Source records:
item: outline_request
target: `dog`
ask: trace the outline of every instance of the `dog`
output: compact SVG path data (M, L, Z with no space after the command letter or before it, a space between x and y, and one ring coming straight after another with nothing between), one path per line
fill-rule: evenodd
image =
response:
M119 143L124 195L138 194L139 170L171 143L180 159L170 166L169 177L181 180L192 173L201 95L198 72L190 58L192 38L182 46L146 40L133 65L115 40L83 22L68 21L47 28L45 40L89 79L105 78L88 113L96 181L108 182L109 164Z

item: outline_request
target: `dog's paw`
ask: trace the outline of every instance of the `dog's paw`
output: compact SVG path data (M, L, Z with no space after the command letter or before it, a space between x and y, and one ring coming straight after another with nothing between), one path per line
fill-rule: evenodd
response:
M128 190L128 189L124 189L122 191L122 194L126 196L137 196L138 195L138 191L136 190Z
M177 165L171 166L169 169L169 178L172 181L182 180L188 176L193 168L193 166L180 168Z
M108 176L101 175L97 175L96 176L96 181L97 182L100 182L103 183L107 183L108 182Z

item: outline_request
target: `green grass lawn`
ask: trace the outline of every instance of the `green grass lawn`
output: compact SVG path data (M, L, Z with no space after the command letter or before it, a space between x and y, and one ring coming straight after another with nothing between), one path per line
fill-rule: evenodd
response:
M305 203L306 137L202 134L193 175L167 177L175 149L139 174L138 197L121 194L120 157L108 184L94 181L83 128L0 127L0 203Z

What is asked => Repeat the records without any changes, from the start up to and including the line containing "M108 176L101 175L97".

The completed task =>
item: outline_request
target: `dog`
ask: trace the outline of every instance of the `dog`
output: compact SVG path data (M, L, Z with no space after the command letter or before it, a space between x and y, and one ring coming straight after another with nothing between), one path per line
fill-rule: evenodd
image =
response:
M119 143L124 195L138 194L139 170L171 143L180 159L170 166L169 177L181 180L192 173L201 95L198 72L190 58L192 38L182 46L146 40L133 65L115 40L83 22L68 21L47 28L45 40L89 79L105 78L88 113L96 181L108 182L109 164Z

item: outline_request
target: `dog's paw`
ask: trace the outline of every instance of the `dog's paw`
output: compact SVG path data (M, L, Z with no space after the command letter or before it, a space between x and y, and one ring coming straight after another with nothing between), one path per line
fill-rule: evenodd
response:
M128 190L128 189L124 189L122 191L122 194L126 196L137 196L138 195L138 191L136 190Z
M177 165L171 166L169 169L169 178L172 181L182 180L188 176L193 168L193 166L180 168Z
M108 176L101 175L97 175L96 176L96 181L97 182L100 182L103 183L107 183L108 182Z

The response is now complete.